• **WHAT YOU WILL DO**: Please reproduce the records exactly, leaving out any pictures.

Dataset items

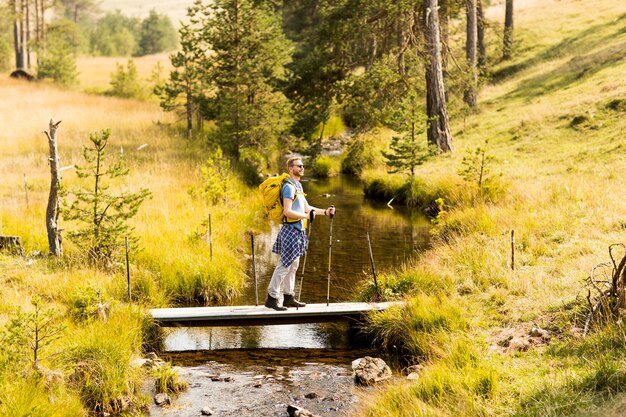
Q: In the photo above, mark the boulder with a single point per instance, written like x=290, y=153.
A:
x=369, y=371
x=206, y=411
x=162, y=400
x=295, y=411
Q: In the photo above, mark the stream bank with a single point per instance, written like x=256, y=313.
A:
x=254, y=382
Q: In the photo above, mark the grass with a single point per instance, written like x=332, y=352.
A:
x=554, y=118
x=173, y=264
x=554, y=121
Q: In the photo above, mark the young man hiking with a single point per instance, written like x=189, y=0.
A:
x=291, y=242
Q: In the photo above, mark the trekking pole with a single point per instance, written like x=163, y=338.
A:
x=306, y=250
x=256, y=292
x=330, y=247
x=369, y=245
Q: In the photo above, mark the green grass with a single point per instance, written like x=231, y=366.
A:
x=554, y=118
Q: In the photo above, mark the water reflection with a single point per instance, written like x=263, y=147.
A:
x=396, y=235
x=308, y=336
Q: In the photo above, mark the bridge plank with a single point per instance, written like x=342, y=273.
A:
x=260, y=315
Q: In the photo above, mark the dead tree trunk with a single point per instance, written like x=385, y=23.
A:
x=12, y=244
x=52, y=212
x=482, y=46
x=439, y=126
x=471, y=41
x=507, y=46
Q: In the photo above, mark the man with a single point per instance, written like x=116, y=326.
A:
x=291, y=242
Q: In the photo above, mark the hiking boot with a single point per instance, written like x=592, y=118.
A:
x=290, y=301
x=272, y=302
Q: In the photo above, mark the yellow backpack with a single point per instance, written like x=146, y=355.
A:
x=272, y=202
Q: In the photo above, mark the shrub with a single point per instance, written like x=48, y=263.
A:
x=101, y=356
x=421, y=328
x=167, y=381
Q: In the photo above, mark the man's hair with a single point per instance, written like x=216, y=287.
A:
x=290, y=161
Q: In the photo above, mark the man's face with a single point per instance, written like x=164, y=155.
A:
x=297, y=169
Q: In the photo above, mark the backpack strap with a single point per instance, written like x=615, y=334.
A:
x=298, y=192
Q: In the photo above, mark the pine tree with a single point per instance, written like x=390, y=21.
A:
x=184, y=89
x=247, y=63
x=101, y=215
x=406, y=151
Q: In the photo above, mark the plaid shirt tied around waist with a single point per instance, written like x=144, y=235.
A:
x=290, y=244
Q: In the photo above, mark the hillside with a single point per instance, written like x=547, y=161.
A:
x=554, y=118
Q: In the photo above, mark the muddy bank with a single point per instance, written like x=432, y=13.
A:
x=262, y=382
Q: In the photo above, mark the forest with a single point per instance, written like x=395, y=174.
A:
x=501, y=121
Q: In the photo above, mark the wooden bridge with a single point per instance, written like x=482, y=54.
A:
x=261, y=315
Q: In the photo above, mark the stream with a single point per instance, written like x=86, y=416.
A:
x=257, y=371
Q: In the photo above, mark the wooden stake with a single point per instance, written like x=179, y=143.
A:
x=256, y=292
x=127, y=269
x=210, y=239
x=26, y=189
x=512, y=249
x=369, y=245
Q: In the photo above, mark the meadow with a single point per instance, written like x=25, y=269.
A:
x=554, y=118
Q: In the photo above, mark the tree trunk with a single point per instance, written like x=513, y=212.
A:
x=508, y=31
x=52, y=212
x=470, y=93
x=482, y=47
x=439, y=125
x=444, y=23
x=189, y=111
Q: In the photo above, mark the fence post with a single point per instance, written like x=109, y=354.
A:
x=512, y=249
x=127, y=269
x=26, y=189
x=256, y=292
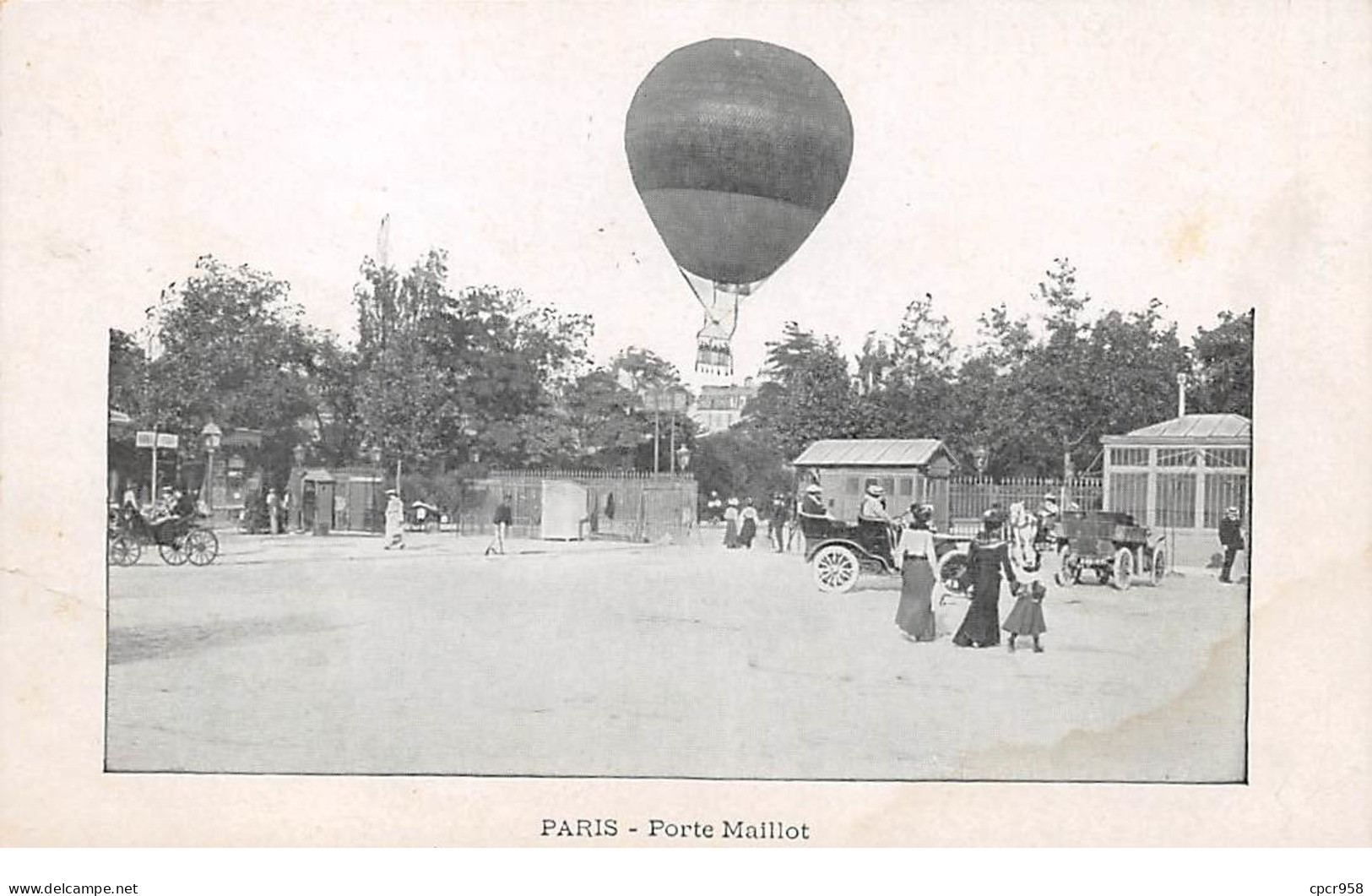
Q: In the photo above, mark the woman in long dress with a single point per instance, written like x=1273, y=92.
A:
x=748, y=524
x=915, y=614
x=987, y=560
x=731, y=524
x=394, y=520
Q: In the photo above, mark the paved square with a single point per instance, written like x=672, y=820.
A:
x=300, y=654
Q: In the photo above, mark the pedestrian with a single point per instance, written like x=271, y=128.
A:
x=915, y=612
x=781, y=515
x=731, y=523
x=713, y=509
x=812, y=504
x=394, y=520
x=274, y=512
x=1231, y=537
x=1027, y=615
x=129, y=504
x=987, y=560
x=748, y=524
x=501, y=522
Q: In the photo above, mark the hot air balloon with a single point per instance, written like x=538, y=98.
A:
x=737, y=149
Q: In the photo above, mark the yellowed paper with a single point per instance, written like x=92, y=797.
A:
x=136, y=138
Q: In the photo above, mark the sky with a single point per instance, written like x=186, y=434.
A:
x=1150, y=144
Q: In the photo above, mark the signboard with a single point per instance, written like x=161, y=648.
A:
x=164, y=439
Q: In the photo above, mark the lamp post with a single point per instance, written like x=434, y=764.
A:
x=298, y=489
x=213, y=435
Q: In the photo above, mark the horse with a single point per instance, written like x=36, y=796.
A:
x=1022, y=529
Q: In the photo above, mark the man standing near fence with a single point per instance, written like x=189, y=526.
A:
x=1231, y=537
x=502, y=520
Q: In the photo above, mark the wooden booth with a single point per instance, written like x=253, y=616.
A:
x=913, y=471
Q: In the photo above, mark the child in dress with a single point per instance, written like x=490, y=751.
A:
x=1027, y=616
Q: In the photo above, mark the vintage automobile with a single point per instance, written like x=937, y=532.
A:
x=1113, y=546
x=840, y=551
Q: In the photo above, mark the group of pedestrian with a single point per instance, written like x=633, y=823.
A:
x=988, y=566
x=742, y=520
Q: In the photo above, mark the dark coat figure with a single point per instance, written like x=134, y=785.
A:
x=1027, y=616
x=917, y=555
x=987, y=560
x=1231, y=535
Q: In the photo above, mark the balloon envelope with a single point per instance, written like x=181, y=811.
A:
x=737, y=149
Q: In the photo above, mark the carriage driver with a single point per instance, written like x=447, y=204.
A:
x=812, y=502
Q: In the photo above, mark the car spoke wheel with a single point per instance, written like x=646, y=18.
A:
x=124, y=551
x=834, y=568
x=202, y=546
x=1159, y=566
x=1121, y=573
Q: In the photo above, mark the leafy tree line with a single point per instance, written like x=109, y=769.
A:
x=449, y=382
x=441, y=380
x=1036, y=393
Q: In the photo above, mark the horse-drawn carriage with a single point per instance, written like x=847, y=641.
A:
x=179, y=540
x=1113, y=546
x=840, y=551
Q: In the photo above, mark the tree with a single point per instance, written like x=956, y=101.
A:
x=807, y=394
x=740, y=463
x=235, y=349
x=127, y=373
x=449, y=377
x=1224, y=366
x=915, y=394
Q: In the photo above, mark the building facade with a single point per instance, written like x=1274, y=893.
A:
x=719, y=408
x=1178, y=476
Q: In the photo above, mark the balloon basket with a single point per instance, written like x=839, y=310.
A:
x=713, y=357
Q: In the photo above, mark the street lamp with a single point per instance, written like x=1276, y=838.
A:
x=213, y=435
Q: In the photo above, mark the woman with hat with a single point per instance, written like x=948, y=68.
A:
x=915, y=614
x=987, y=560
x=731, y=523
x=394, y=520
x=873, y=518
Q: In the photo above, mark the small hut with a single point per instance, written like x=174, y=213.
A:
x=1179, y=476
x=913, y=471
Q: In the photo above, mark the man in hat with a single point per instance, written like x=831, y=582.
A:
x=502, y=520
x=1231, y=537
x=873, y=518
x=394, y=520
x=779, y=516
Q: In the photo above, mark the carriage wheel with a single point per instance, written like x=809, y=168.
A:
x=1121, y=573
x=124, y=551
x=1159, y=566
x=175, y=555
x=950, y=571
x=834, y=568
x=202, y=546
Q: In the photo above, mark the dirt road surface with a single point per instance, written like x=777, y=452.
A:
x=334, y=656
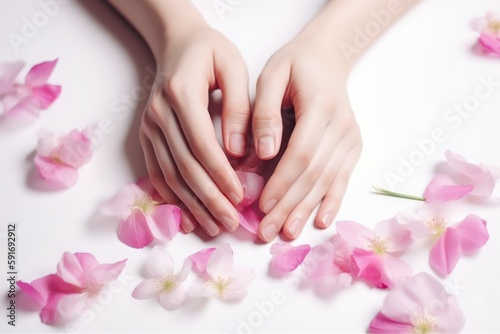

• **RESULT FOR THIS TASK**:
Q: In the photo above, mark the boulder with a single point per instance, written like x=290, y=153.
A:
x=369, y=371
x=206, y=411
x=162, y=400
x=295, y=411
Q: In the photo above, mark the stream bank with a single point per instance, written like x=256, y=313.
A:
x=254, y=382
Q: In the photo above, mark the grass with a single point per instance, written like x=332, y=352.
A:
x=554, y=118
x=173, y=264
x=554, y=121
Q: In the photo above, mark the young man hiking with a single point per instance, written like x=189, y=0.
A:
x=291, y=242
Q: In the photo above, mark the trekking pole with a single point per instance, written like x=163, y=338.
A:
x=306, y=250
x=256, y=292
x=330, y=247
x=369, y=245
Q: In the photo above, mark the green grass with a single point per instance, written like x=231, y=366.
A:
x=554, y=118
Q: In the photo above, mark the water reflection with a single point per instance, written like x=263, y=147.
A:
x=396, y=235
x=308, y=336
Q: In the photo above, mark the bridge plank with a single point per instance, written like x=342, y=273.
A:
x=260, y=315
Q: In the photo above, mark the dead tree trunk with a single point per instance, written like x=385, y=23.
A:
x=12, y=244
x=52, y=212
x=482, y=46
x=439, y=126
x=471, y=41
x=507, y=46
Q: In the photo above, mark the man with a single point per instance, written like x=116, y=326.
A:
x=291, y=242
Q: In the photo above, mark the hiking boot with a single point per instance, written like x=592, y=118.
A:
x=290, y=301
x=272, y=302
Q: In the photo above, mark the yellow backpack with a single point per instance, written like x=146, y=355.
A:
x=272, y=202
Q: In the photo above, mark the shrub with a single point per instance, written like x=48, y=263.
A:
x=101, y=356
x=421, y=328
x=167, y=381
Q: In the photo above, mark the man's hair with a single point per instance, written like x=216, y=287.
A:
x=290, y=161
Q: In the photo above, mark the man's face with a single point per instance, written like x=164, y=155.
A:
x=297, y=169
Q: In the photo above, mark the backpack strap with a single point per instance, written like x=615, y=334.
A:
x=298, y=192
Q: In the photo above, mark the pine tree with a single point per instance, written like x=390, y=21.
A:
x=184, y=89
x=247, y=63
x=101, y=215
x=406, y=151
Q: In the photo above, mark the plaid shirt tied around waist with a single point per instance, written like x=144, y=235.
A:
x=290, y=244
Q: In the photo above, mark the hillside with a single point per instance, written like x=547, y=161.
A:
x=554, y=118
Q: In the photo above, mark the muddy bank with a single point per instance, written like x=432, y=13.
A:
x=262, y=382
Q: In the photo above, mark the forest with a single point per instance, written like x=395, y=174.
A:
x=501, y=121
Q: In the photo above, mark the wooden bridge with a single point per instance, written like x=482, y=54.
A:
x=261, y=315
Q: In the photo above, mark the stream with a single point per instance, written like x=86, y=416.
A:
x=257, y=371
Q: In the photo above, mark the wooden stake with a single point per instance, written like x=179, y=143.
A:
x=256, y=292
x=127, y=269
x=210, y=239
x=26, y=189
x=512, y=249
x=369, y=245
Q: In the photo above, mark the meadow with a single point per instance, written like x=25, y=269.
A:
x=554, y=118
Q: In the photo above, mark the tree trunk with a single point per instance, written like x=513, y=212.
A:
x=508, y=31
x=52, y=212
x=470, y=93
x=482, y=47
x=439, y=125
x=444, y=23
x=189, y=111
Q: In the photo above, mark the fence post with a single point per instance, written like x=109, y=354.
A:
x=512, y=249
x=127, y=269
x=26, y=189
x=256, y=292
Q: In the photo above, mark the woman in long dress with a single point per instance, written like x=1273, y=92.
A:
x=748, y=524
x=915, y=614
x=987, y=560
x=731, y=524
x=394, y=520
Q: In the photo above, mark the paved square with a single point per instance, written like x=672, y=820.
A:
x=300, y=654
Q: In the photo above, mark the pedestrian with a single point per instance, written like x=271, y=128.
A:
x=915, y=612
x=781, y=515
x=731, y=523
x=713, y=509
x=812, y=504
x=394, y=520
x=274, y=512
x=1231, y=537
x=1027, y=615
x=129, y=504
x=987, y=560
x=748, y=524
x=501, y=522
Q: In the photo above, mark the hot air balloon with a single point per instance, written like x=538, y=98.
A:
x=737, y=149
Q: In the photo above, mark the yellowed paper with a single point per instance, written like x=92, y=797.
A:
x=136, y=138
Q: In the photo above, mark the sky with a single point per instance, written like x=186, y=434.
A:
x=1150, y=144
Q: In the photo above, mark the signboard with a single point per instance, written like x=161, y=648.
A:
x=164, y=439
Q: In the photo above, mark the lamp post with a single point per instance, written like x=434, y=764.
A:
x=298, y=489
x=213, y=435
Q: In the photo above, mark the horse with a single point per instance, written like x=36, y=796.
A:
x=1022, y=529
Q: In the photo above, mark the man standing near fence with a single point per instance, written like x=189, y=526.
A:
x=1231, y=537
x=502, y=520
Q: In the photo above, mark the wooden booth with a single point per instance, written like x=253, y=616.
A:
x=913, y=471
Q: In the photo above, mark the child in dress with a single point per instance, written like x=490, y=751.
A:
x=1027, y=616
Q: In the photo above, mark the vintage automobile with a single point per instance, written like x=937, y=532.
A:
x=1113, y=546
x=840, y=551
Q: In the photo above, mark the group of pedestrian with a single point per instance, written like x=633, y=823.
A:
x=988, y=566
x=742, y=520
Q: In the photo above, mark the dark coat figure with a single point per instance, written like x=134, y=785.
A:
x=1027, y=616
x=917, y=555
x=987, y=560
x=1231, y=535
Q: In the photo above, mark the balloon envelope with a single point per instance, written like x=181, y=811.
A:
x=737, y=149
Q: In the photo above, mark the carriage driver with a single point per instance, written like x=447, y=204.
A:
x=812, y=502
Q: In the photo above, mark the car spoke wheel with a single point per instance, written like x=646, y=18.
A:
x=124, y=551
x=834, y=568
x=202, y=546
x=1159, y=566
x=1121, y=573
Q: In the photo above, mark the leafy tree line with a single point per instance, written like x=109, y=769.
A:
x=449, y=382
x=441, y=380
x=1036, y=393
Q: In the photo above, mark the horse-drawn carriage with a single point per instance, written like x=847, y=641.
A:
x=179, y=540
x=1113, y=546
x=840, y=551
Q: In the photo above, mark the tree with a single point per instance, written like x=956, y=101.
A:
x=807, y=394
x=740, y=463
x=235, y=349
x=127, y=373
x=449, y=377
x=1224, y=366
x=915, y=394
Q: In the photo above, mark the building facade with a single point per instance, written like x=1274, y=893.
A:
x=719, y=408
x=1178, y=476
Q: In the photo above, mark the balloon basket with a single point per instance, written like x=839, y=310.
A:
x=713, y=357
Q: In the photo above, mark the street lamp with a single point per instance, written like x=1276, y=838.
A:
x=213, y=435
Q: In the photo above, mark the woman with hat with a single point per instance, written like x=948, y=68.
A:
x=915, y=614
x=987, y=560
x=731, y=523
x=394, y=520
x=873, y=518
Q: In the photo above, mark the small hut with a single point per instance, written like x=174, y=213.
A:
x=1179, y=476
x=913, y=471
Q: In the photo above, mark the man in hat with a single point per instance, written like x=831, y=582.
A:
x=502, y=520
x=1231, y=537
x=873, y=518
x=394, y=520
x=779, y=516
Q: In the photo above, mark the carriage wheel with a single point per instance, written like x=809, y=168.
A:
x=1121, y=573
x=124, y=551
x=1159, y=566
x=175, y=555
x=950, y=571
x=834, y=568
x=202, y=546
Q: In the photo above, mark the dirt road surface with a single point per instance, written like x=777, y=452.
A:
x=334, y=656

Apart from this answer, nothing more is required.